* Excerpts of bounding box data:

⟨

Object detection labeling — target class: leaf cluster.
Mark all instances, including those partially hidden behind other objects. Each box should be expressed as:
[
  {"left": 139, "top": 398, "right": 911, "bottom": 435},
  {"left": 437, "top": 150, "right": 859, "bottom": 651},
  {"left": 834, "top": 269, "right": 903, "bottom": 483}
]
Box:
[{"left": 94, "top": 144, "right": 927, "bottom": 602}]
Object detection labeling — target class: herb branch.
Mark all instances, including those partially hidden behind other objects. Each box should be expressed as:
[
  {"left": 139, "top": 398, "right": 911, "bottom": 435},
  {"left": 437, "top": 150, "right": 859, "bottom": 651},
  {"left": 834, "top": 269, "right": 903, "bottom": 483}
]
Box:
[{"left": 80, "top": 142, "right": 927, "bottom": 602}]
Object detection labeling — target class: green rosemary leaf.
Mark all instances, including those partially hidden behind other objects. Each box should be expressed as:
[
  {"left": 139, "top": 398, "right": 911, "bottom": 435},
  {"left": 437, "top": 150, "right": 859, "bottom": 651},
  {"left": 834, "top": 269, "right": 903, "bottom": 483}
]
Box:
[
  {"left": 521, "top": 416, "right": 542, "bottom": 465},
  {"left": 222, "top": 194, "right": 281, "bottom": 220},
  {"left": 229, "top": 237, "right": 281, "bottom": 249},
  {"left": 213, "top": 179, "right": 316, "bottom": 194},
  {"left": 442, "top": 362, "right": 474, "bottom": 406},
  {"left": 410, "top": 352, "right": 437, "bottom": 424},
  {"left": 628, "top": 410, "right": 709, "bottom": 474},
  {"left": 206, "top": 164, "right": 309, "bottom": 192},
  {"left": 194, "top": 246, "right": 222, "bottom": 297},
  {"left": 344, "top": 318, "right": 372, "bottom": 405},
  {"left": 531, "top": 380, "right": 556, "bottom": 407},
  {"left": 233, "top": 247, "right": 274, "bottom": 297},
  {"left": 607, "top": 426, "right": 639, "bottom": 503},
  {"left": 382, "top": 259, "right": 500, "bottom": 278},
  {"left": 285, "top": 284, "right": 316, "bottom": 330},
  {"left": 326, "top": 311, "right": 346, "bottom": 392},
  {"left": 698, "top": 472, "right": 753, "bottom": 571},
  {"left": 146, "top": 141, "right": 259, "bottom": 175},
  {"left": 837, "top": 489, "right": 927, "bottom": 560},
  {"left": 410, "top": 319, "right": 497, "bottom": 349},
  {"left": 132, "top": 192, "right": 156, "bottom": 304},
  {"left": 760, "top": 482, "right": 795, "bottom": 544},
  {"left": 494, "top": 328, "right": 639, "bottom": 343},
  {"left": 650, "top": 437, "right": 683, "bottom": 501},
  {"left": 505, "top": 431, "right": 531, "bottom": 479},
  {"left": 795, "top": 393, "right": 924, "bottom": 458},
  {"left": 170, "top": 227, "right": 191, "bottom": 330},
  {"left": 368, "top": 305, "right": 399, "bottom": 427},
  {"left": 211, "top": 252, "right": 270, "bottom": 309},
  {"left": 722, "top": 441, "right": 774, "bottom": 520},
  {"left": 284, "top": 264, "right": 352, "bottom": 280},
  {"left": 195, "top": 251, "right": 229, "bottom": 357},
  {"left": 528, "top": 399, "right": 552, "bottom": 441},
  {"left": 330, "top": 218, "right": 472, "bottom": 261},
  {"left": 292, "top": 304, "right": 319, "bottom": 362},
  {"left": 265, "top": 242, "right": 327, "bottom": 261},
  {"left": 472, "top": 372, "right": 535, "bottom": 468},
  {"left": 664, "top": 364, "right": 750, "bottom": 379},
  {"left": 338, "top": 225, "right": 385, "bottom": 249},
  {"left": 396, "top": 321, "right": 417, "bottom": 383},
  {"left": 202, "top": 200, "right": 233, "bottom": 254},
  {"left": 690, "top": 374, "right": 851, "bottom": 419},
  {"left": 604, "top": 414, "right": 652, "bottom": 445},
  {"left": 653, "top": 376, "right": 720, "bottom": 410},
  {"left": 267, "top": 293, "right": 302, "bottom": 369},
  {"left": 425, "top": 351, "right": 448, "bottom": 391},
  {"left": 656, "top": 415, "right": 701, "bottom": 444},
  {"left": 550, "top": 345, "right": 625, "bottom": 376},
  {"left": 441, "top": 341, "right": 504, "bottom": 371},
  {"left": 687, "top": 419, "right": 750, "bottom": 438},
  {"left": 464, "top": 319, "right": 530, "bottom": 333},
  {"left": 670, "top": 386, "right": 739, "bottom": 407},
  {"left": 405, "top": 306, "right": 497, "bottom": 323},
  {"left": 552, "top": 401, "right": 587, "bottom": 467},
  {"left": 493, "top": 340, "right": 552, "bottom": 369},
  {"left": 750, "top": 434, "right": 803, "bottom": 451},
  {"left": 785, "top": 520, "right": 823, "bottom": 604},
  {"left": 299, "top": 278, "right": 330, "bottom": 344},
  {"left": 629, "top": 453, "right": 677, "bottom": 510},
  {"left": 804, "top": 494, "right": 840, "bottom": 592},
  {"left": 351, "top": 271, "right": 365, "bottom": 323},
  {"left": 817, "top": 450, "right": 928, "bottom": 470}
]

⟩

* What needs to be done: From the rows above, pull out and copy each line that contains the word "labeling".

* The completed task:
Object detection labeling — target class: leaf cluster.
Object detection labeling — target class: herb branch.
Object detection labeling — target class: green rosemary leaf.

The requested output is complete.